### [INFORMATION GIVEN]
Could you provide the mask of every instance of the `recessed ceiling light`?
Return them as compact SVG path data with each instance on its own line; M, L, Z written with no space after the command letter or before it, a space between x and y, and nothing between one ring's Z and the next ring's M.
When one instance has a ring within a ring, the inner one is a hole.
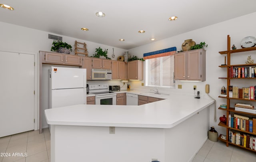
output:
M8 5L6 5L6 4L0 4L0 7L1 7L6 9L11 10L12 11L14 9L12 7L9 6Z
M96 15L98 17L104 17L105 16L105 14L102 12L99 11L96 13Z
M84 31L88 31L88 30L89 30L89 29L87 29L87 28L81 28L81 30L83 30Z
M177 16L172 16L169 18L170 21L174 21L178 19L178 17Z

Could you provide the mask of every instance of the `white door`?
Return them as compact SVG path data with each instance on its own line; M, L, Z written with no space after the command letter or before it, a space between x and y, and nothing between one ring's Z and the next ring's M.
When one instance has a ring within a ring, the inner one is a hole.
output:
M34 55L0 51L0 137L34 129Z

### [GOAL OF THE EXERCISE]
Give the stretch from the start of the records through the line containing "M177 16L172 16L169" as a numbered list, with blank lines left out. Leave the pictures out of your answer.

### [ANSWER IN FULL]
1. Could you provide the mask of every instance of the `recessed ceiling light`?
2. Return them as compact SVG path data with each instance on its own line; M, L, Z written with no space after the command letter or before it, a space between x and y, and nothing between one ring's Z and the next ring's M.
3. When one instance has a ring within a ring, the inner one is a hole.
4. output:
5. M8 5L6 5L6 4L0 4L0 7L1 7L6 9L11 10L12 11L14 9L12 7L9 6Z
6. M96 15L98 17L104 17L105 16L105 14L102 12L99 11L96 13Z
7. M84 31L88 31L88 30L89 30L89 29L87 29L87 28L81 28L81 30L83 30Z
8. M177 16L172 16L169 18L170 21L174 21L178 19L178 17Z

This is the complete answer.